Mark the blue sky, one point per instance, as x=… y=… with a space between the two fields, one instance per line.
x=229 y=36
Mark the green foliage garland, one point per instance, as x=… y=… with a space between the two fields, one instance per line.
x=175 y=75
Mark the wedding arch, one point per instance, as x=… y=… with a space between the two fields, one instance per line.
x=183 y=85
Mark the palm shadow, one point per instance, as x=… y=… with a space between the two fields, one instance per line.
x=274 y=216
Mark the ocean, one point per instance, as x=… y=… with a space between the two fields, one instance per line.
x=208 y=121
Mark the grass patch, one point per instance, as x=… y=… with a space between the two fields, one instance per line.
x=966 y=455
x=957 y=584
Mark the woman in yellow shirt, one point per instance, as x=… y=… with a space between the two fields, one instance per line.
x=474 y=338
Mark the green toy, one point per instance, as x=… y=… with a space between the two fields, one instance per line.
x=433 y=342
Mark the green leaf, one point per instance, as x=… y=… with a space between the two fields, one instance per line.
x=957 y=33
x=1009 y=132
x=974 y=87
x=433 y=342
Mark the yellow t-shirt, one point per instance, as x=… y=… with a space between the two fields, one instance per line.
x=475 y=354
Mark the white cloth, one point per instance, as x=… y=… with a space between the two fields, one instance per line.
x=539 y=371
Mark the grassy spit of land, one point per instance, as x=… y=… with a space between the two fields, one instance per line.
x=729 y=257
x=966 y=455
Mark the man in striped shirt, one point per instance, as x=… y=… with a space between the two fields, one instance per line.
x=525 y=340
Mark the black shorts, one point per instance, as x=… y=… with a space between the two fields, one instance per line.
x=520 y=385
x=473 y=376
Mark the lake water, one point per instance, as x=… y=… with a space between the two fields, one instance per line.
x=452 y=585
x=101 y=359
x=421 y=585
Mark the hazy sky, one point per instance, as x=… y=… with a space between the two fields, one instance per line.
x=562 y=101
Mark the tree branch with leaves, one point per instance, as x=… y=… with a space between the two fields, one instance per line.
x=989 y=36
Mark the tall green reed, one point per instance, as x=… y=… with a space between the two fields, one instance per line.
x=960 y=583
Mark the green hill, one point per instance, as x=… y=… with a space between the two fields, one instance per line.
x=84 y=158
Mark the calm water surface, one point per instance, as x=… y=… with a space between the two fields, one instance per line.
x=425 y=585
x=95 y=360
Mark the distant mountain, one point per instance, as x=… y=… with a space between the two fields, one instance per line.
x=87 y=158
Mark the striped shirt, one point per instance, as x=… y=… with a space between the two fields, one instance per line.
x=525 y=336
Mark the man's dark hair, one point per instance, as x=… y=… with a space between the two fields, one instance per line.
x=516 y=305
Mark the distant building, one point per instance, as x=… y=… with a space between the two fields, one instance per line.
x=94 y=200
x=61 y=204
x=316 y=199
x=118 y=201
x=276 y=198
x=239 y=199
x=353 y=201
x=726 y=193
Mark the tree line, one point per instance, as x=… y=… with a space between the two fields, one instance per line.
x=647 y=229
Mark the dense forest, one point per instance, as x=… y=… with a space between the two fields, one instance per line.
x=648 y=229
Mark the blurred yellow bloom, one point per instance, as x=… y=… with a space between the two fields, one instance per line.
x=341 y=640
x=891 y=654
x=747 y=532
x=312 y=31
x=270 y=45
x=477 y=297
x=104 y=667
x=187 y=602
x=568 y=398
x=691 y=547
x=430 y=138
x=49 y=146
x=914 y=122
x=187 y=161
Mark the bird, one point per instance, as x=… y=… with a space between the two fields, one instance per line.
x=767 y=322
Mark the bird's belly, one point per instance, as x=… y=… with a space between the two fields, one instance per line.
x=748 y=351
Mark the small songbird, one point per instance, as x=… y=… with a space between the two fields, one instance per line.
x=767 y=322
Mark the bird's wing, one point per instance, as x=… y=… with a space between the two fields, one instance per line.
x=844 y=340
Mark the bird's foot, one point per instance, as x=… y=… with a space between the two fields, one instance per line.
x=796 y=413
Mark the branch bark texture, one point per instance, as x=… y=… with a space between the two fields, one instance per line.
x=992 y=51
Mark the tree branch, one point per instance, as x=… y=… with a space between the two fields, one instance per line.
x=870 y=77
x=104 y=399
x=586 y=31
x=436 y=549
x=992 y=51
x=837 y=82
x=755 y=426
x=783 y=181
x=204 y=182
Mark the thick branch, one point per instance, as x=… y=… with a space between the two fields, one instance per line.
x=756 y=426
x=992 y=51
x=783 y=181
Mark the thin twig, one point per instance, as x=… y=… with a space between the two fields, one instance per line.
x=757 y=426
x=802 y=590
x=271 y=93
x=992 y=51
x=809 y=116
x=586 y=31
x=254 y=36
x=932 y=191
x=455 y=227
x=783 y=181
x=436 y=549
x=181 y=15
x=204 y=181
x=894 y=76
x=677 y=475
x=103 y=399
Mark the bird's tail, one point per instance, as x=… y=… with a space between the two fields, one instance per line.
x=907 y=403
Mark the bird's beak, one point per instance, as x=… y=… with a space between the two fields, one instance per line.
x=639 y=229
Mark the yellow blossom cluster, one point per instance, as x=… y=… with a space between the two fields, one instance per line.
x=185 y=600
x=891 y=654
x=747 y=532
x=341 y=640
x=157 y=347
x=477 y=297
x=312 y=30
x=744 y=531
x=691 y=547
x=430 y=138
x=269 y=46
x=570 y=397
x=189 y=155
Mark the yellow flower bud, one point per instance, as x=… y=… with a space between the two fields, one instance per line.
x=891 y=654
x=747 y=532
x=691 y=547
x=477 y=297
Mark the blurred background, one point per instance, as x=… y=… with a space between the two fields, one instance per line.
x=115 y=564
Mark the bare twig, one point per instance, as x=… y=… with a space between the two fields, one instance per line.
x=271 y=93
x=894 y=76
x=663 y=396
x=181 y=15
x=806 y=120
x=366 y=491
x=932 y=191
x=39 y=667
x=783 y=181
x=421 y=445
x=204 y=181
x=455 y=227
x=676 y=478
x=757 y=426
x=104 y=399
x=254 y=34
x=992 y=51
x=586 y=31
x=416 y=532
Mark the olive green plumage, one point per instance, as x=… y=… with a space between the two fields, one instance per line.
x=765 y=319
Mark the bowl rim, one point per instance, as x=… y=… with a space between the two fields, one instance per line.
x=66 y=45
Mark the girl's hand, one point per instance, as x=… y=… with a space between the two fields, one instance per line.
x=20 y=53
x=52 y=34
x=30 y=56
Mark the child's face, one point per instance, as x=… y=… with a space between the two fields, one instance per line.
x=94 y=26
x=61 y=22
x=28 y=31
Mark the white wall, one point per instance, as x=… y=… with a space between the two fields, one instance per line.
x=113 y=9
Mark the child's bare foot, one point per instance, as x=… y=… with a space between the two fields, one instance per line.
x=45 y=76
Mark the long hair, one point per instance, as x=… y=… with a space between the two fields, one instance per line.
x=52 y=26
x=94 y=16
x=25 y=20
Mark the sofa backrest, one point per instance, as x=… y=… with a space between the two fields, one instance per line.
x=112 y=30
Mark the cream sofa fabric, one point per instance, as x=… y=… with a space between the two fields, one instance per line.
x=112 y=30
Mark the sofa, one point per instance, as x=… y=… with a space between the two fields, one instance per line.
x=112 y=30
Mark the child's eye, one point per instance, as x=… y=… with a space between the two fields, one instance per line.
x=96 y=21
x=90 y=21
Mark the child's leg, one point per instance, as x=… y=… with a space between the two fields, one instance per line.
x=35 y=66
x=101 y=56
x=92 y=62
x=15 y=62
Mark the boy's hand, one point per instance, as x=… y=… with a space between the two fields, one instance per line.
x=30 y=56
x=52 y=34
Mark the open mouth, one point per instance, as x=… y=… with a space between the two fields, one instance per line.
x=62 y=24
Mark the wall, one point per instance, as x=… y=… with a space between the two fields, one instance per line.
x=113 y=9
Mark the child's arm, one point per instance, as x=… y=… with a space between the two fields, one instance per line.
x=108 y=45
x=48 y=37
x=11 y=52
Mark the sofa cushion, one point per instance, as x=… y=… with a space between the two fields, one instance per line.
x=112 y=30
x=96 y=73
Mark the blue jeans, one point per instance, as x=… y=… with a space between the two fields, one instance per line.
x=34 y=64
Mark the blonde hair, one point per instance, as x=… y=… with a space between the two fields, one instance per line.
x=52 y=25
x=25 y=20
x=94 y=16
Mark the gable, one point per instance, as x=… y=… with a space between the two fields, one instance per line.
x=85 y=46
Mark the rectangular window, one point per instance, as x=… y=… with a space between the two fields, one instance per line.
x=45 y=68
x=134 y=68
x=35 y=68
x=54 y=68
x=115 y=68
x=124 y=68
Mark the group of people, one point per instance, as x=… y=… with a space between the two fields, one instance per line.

§ **WHAT TO PRODUCE**
Exactly as written, give again every line from the one containing "Mark the child's leg, one" through the last line of the material above, and no other lines.

§ **RESPONSE FOR THIS EXERCISE**
Mark the child's leg, one point per instance, as x=… y=… with a space between the two fields, one instance per line.
x=35 y=66
x=101 y=56
x=92 y=62
x=15 y=62
Mark the boy's hand, one point per instance, as x=… y=… with a space between the two fields, one instance per line.
x=30 y=56
x=52 y=34
Mark the open mouth, one point per instance, as x=… y=… with a space between the two fields, one instance per line.
x=62 y=24
Mark the wall, one point per instance, as x=… y=… with a space between the two fields, one instance per line.
x=113 y=9
Mark the child's arm, one point per instance, as x=… y=… with a space between the two fields, one instance per line.
x=108 y=45
x=48 y=37
x=11 y=52
Mark the sofa cushion, one point per instance, as x=… y=… with a space between the two fields, one instance per line.
x=112 y=30
x=96 y=73
Mark the blue jeans, one point per instance, as x=… y=… with a space between the two fields, one instance per line.
x=34 y=64
Mark the blonde hair, one point per instance, as x=… y=… with a space between the two fields, one instance per line.
x=52 y=25
x=25 y=20
x=94 y=16
Mark the gable, one point per instance, as x=… y=… with a space between the two fields, one instance per line.
x=85 y=46
Mark the rectangular window, one point per instance, as x=… y=… with a space between the two fields, one instance per line.
x=45 y=68
x=134 y=68
x=35 y=68
x=54 y=68
x=115 y=68
x=124 y=68
Mark the group of people, one point per instance, as x=… y=… with a space between the two fields, one instance per line.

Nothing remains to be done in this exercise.